* Provided text
START

Oceans & Climate Change
California has recently experienced unprecedented events along its coasts including a historic marine heat wave, record harmful algal blooms, fisheries closures, and a significant loss of northern kelp forests. These events increase concern that coastal and marine ecosystems are being transformed, degraded, or lost due to climate change impacts, particularly sea-level rise, ocean acidification, and warming.
The carbon emissions to the atmosphere are one of the major contributors to climate change. The amount of carbon that someone generates can be referred as carbon footprint (Link to the carbon footprint article). In California the total, statewide 2019 carbon footprint was 418.2 million metric tons of greenhouse gases (GHG), compared to 425.4 million metric tons in 2018, almost 13 million metric tons below the 2020 target. Transportation emissions declined 3.5 million metric tons between 2018 and 2019, and electricity generation emissions dropped 4.3 million metric tons. Per capita GHG emissions in California have dropped from a 2001 peak of 14.0 tons per person to 10.5 tons per person in 2019, a 25 percent decrease and is about half of the national average for per capita emissions.

END

* Stored data

START

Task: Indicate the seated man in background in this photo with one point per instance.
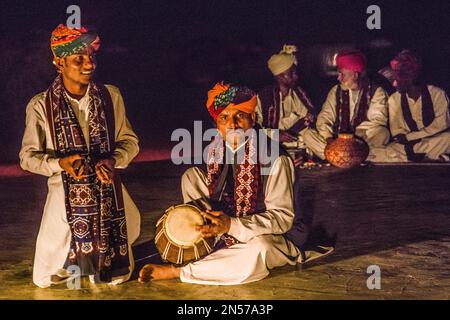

END

* To be done
1: From the passage on oceans and climate change, repeat the part from "The carbon emissions" to "per capita emissions.".
2: Using the passage on oceans and climate change, decide whether each statement agrees with it, answering yes or no and quoting the words that settle it: (a) California's statewide carbon footprint in 2019 was 418.2 million metric tons of greenhouse gases. (b) Transportation emissions in California rose between 2018 and 2019. (c) California's per capita greenhouse gas emissions peaked in 2001.
3: According to the passage on oceans and climate change, by how much did electricity generation emissions drop?
The data has no connection to the passage on oceans and climate change.

* Expected results
1:
The carbon emissions to the atmosphere are one of the major contributors to climate change. The amount of carbon that someone generates can be referred as carbon footprint (Link to the carbon footprint article). In California the total, statewide 2019 carbon footprint was 418.2 million metric tons of greenhouse gases (GHG), compared to 425.4 million metric tons in 2018, almost 13 million metric tons below the 2020 target. Transportation emissions declined 3.5 million metric tons between 2018 and 2019, and electricity generation emissions dropped 4.3 million metric tons. Per capita GHG emissions in California have dropped from a 2001 peak of 14.0 tons per person to 10.5 tons per person in 2019, a 25 percent decrease and is about half of the national average for per capita emissions.

2:
(a) Yes: "In California the total, statewide 2019 carbon footprint was 418.2 million metric tons of greenhouse gases (GHG)"
(b) No: "Transportation emissions declined 3.5 million metric tons between 2018 and 2019"
(c) Yes: "Per capita GHG emissions in California have dropped from a 2001 peak of 14.0 tons per person"

3: They dropped 4.3 million metric tons.